Photo-based referring expression data
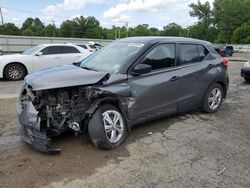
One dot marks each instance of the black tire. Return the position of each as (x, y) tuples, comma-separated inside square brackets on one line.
[(21, 72), (97, 131), (206, 104), (247, 79)]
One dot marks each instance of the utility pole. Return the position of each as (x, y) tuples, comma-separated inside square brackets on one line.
[(1, 14), (126, 23)]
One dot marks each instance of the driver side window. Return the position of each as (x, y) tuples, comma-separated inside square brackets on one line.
[(161, 56)]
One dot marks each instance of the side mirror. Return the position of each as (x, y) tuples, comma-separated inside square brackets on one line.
[(141, 69), (39, 54)]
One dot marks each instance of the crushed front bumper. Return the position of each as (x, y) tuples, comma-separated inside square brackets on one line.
[(29, 128)]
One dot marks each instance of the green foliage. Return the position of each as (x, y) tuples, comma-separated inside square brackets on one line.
[(228, 15), (241, 34), (172, 29), (28, 32), (227, 21)]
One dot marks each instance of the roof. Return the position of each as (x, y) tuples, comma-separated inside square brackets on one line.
[(155, 39)]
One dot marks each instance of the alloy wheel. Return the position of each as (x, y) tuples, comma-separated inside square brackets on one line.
[(15, 72), (214, 98)]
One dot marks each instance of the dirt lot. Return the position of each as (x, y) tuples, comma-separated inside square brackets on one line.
[(188, 150)]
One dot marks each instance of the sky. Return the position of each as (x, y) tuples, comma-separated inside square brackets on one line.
[(156, 13)]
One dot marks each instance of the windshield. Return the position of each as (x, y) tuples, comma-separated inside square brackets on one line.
[(112, 57), (31, 50)]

EXERCISE PROMPT - For this exercise, transcribe the data exactly but without its pictures.

EXERCISE ANSWER -
One dot marks each instance of the black tire. Return the position of each as (x, y) tuples, comma-separated inside square brackets on one line.
[(21, 72), (97, 131), (206, 104), (247, 79)]
One dot marks each instance of the utility pole. Return the position of each as (x, y) tuples, comma-separated inside square brackets on one line.
[(1, 14), (126, 23)]
One dot marks each instance of the driver side window. Return the position of each as (x, y) tuples, comma-separated inside square brackets on one line.
[(161, 56)]
One dot marks each instance of the side mirror. Return the position of each as (x, y) tuples, comma-separated inside square brackets on one line.
[(141, 69), (39, 54)]
One dot marks each instance of the crushed front bumper. Return the position of each as (x, y) tuples, comma-separated inside square brackets on one line.
[(29, 128)]
One dot marks each instance of the green foliage. Return the position of each as (x, y) tuples, comma-separated inside square brackets on one line.
[(228, 15), (241, 34), (172, 29), (28, 32), (227, 21)]
One dot marks each instance of the roof. Return the position of each as (x, y) tuples, comma-separated inside square brackets on one line.
[(155, 39)]
One dot marks each instance of the alloy wheel. Return the position of each as (x, y) tuples, comma-separated inside square brackets on one line.
[(15, 72), (214, 98)]
One dot marks each instance of the dirt lot. Return the position of each as (x, y) tuples, comma-separated inside square brackets on one line.
[(188, 150)]
One dot marks each instance of the sky. Return the position of each as (x, y) tuples, comma-separated inside square brackets on one line.
[(156, 13)]
One dot marks each instance of the windshield. Return the position of each as (x, y) tuples, comma-separated inside square brackets on one line.
[(112, 57), (31, 50)]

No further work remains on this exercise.